But if the bulwark of the garden impeded physical intrusion at one end of the buffer zone, certain physical features of the house itself restricted visual contact. For example, windows and glassed doors provide not only mediums to see out but also conceal the inner life of the house.

2. The ‘hide’ of curtains.

This occurs in general on account of the differences in the intensity of light between the exterior and interior spaces of the house. As the major source of natural daylight is the sun, the exterior of building tends to be brighter than the interior space. And as Appleton suggests, light is conducive to seeing and deprivation of light is conducive to being not seen. This tendency to hide in the natural shade of the dwelling can be intensified by the hanging of net curtains or other opaque coverings. In our survey, we discovered that thirty eight out of the fifty investigated houses had a form of screen or light curtain hanging in their front windows, creating an advantage for the insider observer to engage in street gazing:

The frame of a picture is like the frame of a window, and what better expresses the prospect-refuge complement than the old lady peering out on to the street from the gloom of an interior, veiled perhaps by net curtains, and hiding the greater part of her person behind the walls! By edging sideways beyond the frame of the window, she in a trice, achieve complete concealment. Strategically her situation is superb! (Appleton 1996: 114)

⁂

- _The tasks_:
1. Arrange the rows, from the very first one through the one containing "638 142 L 640", as a numbered list, dropping blank lines and leaving out the pictures.
2. Pick up the passage on net curtains and street gazing and carry it on from its final sentence.
The text and the rows that follow it have no connection to each other.

⁂

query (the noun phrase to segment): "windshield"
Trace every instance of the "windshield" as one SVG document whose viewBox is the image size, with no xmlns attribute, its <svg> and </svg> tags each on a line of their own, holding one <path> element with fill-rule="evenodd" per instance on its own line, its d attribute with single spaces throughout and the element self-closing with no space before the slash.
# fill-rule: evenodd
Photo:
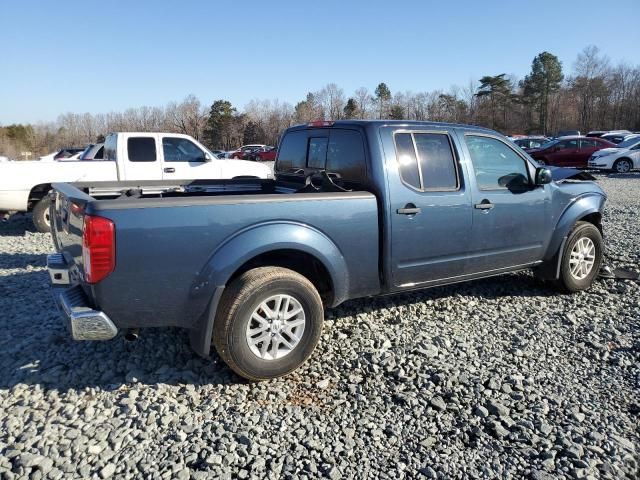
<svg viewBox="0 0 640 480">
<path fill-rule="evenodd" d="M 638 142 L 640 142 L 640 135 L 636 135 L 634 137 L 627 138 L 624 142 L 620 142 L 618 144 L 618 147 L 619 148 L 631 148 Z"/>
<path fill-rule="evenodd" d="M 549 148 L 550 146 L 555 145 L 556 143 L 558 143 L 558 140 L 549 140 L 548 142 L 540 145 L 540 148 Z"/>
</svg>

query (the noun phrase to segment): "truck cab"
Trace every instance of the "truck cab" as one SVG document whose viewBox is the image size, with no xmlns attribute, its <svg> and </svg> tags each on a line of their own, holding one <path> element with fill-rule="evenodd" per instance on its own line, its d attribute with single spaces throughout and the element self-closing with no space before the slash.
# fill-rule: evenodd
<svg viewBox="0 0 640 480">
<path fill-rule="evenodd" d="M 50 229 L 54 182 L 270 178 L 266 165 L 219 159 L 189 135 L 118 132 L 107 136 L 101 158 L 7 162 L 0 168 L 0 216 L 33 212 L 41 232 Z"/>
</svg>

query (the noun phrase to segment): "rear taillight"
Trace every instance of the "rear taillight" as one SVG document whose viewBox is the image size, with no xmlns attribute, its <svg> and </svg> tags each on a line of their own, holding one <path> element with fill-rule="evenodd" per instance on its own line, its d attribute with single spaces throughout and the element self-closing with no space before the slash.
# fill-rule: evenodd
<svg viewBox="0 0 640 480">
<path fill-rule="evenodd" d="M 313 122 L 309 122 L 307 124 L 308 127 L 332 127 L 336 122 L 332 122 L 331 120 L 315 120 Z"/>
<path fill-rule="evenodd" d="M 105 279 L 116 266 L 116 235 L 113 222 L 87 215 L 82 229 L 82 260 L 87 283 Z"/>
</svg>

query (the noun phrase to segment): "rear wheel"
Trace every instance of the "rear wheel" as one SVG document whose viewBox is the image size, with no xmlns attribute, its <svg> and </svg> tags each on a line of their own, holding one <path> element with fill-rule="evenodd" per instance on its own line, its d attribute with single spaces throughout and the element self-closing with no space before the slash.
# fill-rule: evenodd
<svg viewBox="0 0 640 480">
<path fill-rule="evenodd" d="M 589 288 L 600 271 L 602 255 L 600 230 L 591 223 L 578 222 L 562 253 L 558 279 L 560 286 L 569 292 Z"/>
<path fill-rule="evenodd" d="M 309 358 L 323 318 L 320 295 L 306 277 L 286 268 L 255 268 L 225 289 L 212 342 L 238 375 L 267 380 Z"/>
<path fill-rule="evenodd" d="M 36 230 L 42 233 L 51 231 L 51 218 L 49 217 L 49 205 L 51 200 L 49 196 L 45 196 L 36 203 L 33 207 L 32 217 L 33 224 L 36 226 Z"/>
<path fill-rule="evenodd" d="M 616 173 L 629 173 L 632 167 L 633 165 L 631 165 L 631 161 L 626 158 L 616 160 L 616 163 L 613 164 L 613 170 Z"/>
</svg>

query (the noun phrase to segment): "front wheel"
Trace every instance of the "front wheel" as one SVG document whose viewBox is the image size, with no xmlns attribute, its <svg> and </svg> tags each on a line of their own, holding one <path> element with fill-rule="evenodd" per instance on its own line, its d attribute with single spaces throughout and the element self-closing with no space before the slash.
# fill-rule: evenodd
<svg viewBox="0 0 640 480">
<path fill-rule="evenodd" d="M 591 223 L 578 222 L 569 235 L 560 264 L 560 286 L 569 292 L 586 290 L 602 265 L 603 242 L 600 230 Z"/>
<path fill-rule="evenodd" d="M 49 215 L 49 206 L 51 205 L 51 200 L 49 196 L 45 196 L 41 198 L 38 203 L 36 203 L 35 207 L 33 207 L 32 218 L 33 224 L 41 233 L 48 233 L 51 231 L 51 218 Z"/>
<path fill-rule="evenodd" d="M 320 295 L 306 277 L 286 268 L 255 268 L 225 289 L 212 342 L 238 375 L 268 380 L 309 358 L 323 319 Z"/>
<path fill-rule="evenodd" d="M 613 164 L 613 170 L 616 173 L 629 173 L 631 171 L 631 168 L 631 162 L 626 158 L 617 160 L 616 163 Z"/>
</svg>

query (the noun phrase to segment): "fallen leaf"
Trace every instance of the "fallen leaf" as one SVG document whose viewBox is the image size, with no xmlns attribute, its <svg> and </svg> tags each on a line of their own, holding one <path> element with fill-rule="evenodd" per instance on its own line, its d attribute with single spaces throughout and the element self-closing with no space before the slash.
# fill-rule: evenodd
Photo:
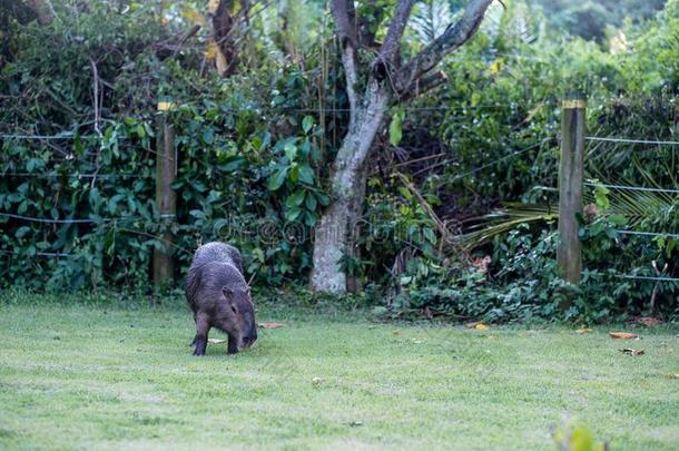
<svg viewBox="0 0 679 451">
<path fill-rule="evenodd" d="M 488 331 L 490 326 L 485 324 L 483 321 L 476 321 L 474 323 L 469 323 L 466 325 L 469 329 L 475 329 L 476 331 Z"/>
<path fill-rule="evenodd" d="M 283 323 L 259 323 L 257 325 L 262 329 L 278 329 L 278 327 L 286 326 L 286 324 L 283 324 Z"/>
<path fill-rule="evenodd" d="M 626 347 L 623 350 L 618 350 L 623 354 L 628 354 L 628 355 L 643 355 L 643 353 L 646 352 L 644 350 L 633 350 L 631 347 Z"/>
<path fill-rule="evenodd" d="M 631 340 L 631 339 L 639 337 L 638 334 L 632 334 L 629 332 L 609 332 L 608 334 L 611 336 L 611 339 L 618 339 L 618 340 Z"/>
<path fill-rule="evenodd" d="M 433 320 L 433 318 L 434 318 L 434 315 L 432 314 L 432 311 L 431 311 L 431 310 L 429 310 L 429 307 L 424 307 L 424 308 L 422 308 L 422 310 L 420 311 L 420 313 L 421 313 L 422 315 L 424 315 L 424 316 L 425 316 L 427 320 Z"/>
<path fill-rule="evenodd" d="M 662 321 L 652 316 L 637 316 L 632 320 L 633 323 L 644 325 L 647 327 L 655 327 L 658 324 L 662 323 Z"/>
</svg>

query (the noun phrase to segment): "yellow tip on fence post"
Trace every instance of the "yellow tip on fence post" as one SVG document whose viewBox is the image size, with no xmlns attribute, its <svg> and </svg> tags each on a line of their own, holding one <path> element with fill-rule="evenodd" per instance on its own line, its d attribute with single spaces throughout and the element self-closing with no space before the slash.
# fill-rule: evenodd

⁂

- _Exercise answers_:
1.
1. query (the noun phrase to segment): "windshield"
2. Trace every instance of the "windshield" as one SVG document whose viewBox is the image size, with no xmlns attribute, its <svg> and </svg> tags each on a line of their own, holding one <path> element with fill-rule="evenodd" per instance on its own line, its d attribute with single spaces throughout and the element self-closing with no space before the slash.
3. # fill-rule: evenodd
4. Photo:
5. <svg viewBox="0 0 640 480">
6. <path fill-rule="evenodd" d="M 638 142 L 640 142 L 640 135 L 636 135 L 634 137 L 627 138 L 624 142 L 620 142 L 618 144 L 618 147 L 619 148 L 631 148 Z"/>

2.
This physically advantageous position of the house for gazing upon the streetscape and its passer-bys, coupled with its inherent social forms of being a prospect and a hide simultaneously, creates the preconditions for the emergence of a novel, more dominating form of gazing – the panoptic gaze. To investigate this social form of the front garden, we need to turn to the theoretical works of Michel Foucault, and specifically his concepts of the panopticon.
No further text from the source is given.